**DOCUMENT:**

** Start **

Curation scripts used for processing datasets from: https://dataverse.harvard.edu/dataverse/chinese_trade
This documentation file explains how to use the provided scripts to process the Chinese Maritime Trade Statistics Collection datasets as described in the README file. The scripts help in preprocessing, cleaning, and organizing the datasets for analysis.
- Introduction
- Requirements
- Scripts Overview
- Using the Jupyter Notebooks
- Common Issues and Troubleshooting
- Contact Information
The Chinese Maritime Trade Statistics Collection includes datasets from various titles containing trade data from the 19th and early 20th centuries. The curation scripts are designed to preprocess, clean, and organize these datasets for research purposes.
Ensure you have the following software and packages installed before using the scripts:
- Python 3.8 or later
- Jupyter Notebook
- Pandas
- Numpy
- Spacy (for Named Entity Recognition)
- pyDataverse: (https://pydataverse.readthedocs.io/en/latest/)
- dvuploader: (https://github.com/gdcc/python-dvuploader)
This script includes the functions for curation of the datasets. It includes functions for correctly formatting metadata, creating Dataverse datasets, uploading data files, publishing datasets, unlocking and deleting datasets.

** End **

**EXERCISE DESCRIPTION:** List every software package or tool that the curation scripts documentation says must be installed before using the scripts.

**DATASET:**
** Start **

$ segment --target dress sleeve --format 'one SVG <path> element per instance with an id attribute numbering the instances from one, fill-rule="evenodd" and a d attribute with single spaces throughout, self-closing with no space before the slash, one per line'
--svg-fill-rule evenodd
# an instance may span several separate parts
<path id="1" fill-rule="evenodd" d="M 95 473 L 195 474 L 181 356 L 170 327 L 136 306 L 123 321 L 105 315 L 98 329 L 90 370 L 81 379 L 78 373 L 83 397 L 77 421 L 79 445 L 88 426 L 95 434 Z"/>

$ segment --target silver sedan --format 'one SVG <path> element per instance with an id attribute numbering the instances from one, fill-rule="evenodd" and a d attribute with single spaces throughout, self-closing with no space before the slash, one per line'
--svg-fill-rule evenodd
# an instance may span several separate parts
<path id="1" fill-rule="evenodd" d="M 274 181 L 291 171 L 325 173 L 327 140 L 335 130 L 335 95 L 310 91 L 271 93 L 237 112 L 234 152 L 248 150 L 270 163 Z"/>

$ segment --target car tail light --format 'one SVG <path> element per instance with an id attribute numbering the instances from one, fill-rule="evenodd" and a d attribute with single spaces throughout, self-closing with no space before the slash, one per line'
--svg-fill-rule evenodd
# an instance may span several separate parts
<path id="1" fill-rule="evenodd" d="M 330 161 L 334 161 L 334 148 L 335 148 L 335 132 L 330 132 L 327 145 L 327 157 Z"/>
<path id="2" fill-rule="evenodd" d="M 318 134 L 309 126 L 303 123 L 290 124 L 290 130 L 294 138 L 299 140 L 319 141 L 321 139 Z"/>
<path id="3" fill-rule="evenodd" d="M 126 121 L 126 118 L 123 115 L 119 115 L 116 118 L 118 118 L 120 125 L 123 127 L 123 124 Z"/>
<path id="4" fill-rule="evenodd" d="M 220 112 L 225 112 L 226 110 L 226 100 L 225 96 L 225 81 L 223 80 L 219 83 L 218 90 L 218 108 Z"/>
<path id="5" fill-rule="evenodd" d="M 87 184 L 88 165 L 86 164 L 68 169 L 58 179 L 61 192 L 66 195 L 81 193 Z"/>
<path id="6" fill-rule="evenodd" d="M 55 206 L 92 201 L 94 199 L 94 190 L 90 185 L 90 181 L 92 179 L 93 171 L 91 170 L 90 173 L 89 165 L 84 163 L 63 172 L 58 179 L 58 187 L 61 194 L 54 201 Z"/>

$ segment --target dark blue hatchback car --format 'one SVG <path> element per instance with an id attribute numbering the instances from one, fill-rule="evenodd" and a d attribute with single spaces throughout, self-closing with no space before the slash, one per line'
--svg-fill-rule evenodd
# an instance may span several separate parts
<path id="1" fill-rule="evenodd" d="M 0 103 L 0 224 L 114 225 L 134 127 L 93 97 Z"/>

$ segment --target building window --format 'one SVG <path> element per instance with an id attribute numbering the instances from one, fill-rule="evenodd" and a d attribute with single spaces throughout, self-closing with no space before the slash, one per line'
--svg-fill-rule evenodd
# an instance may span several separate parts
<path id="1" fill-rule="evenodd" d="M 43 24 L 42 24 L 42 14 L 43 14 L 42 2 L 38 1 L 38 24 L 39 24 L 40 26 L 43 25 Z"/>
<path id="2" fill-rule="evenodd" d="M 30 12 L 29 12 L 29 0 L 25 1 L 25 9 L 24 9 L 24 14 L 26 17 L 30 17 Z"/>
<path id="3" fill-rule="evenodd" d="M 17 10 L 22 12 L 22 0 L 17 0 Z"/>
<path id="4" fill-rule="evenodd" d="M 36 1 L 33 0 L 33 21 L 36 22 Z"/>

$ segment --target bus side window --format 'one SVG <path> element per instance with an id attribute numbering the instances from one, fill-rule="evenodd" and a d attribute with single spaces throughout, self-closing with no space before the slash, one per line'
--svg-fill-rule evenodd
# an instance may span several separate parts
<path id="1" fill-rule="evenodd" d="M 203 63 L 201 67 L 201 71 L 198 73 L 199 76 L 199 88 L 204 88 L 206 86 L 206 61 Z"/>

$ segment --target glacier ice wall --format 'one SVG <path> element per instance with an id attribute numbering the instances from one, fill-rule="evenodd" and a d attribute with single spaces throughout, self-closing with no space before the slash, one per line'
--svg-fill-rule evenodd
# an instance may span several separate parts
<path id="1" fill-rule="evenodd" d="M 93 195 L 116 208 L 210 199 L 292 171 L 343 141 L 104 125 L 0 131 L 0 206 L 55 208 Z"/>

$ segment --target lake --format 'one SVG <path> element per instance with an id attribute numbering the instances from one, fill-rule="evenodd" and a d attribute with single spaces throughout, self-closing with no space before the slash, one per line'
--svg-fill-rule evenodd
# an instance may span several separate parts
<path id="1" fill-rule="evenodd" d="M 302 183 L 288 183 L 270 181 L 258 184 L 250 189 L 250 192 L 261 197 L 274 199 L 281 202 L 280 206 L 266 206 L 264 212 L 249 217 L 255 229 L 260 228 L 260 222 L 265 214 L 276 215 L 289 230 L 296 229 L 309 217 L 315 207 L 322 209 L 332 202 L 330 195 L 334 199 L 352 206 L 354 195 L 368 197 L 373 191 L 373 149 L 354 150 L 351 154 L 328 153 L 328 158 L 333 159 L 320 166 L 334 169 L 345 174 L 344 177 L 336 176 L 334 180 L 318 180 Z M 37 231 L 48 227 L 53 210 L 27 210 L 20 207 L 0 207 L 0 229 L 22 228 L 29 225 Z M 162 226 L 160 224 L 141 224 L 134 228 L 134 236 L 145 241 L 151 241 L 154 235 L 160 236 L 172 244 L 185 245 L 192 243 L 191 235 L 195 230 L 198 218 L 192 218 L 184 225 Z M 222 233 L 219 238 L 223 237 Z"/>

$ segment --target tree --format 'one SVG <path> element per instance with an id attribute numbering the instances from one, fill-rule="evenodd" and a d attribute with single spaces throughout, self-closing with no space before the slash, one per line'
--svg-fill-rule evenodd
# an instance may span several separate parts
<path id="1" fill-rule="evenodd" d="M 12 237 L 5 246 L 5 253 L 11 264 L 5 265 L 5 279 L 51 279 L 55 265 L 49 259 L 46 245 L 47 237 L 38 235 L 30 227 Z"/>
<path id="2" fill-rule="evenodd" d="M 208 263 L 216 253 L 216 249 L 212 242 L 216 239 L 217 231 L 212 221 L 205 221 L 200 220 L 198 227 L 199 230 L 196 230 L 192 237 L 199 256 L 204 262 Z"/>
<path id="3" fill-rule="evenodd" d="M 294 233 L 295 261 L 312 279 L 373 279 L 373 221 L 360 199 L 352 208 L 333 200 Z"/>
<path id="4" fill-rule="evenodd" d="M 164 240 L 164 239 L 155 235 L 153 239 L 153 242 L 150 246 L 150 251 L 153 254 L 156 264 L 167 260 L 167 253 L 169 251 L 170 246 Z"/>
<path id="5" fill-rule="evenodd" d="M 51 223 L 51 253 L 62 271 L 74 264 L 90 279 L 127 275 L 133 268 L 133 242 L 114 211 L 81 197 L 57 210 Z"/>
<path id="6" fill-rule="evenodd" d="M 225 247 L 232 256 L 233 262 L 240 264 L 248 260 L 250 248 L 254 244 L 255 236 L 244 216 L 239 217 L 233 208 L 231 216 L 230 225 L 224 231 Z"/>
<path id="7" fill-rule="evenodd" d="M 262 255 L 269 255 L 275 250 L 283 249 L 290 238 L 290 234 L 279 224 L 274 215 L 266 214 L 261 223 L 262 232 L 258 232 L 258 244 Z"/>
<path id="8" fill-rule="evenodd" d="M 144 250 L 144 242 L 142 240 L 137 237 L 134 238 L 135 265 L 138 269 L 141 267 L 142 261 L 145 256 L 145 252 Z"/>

** End **

**TASK RESPONSE:**
- Python 3.8 or later
- Jupyter Notebook
- Pandas
- Numpy
- Spacy
- pyDataverse
- dvuploader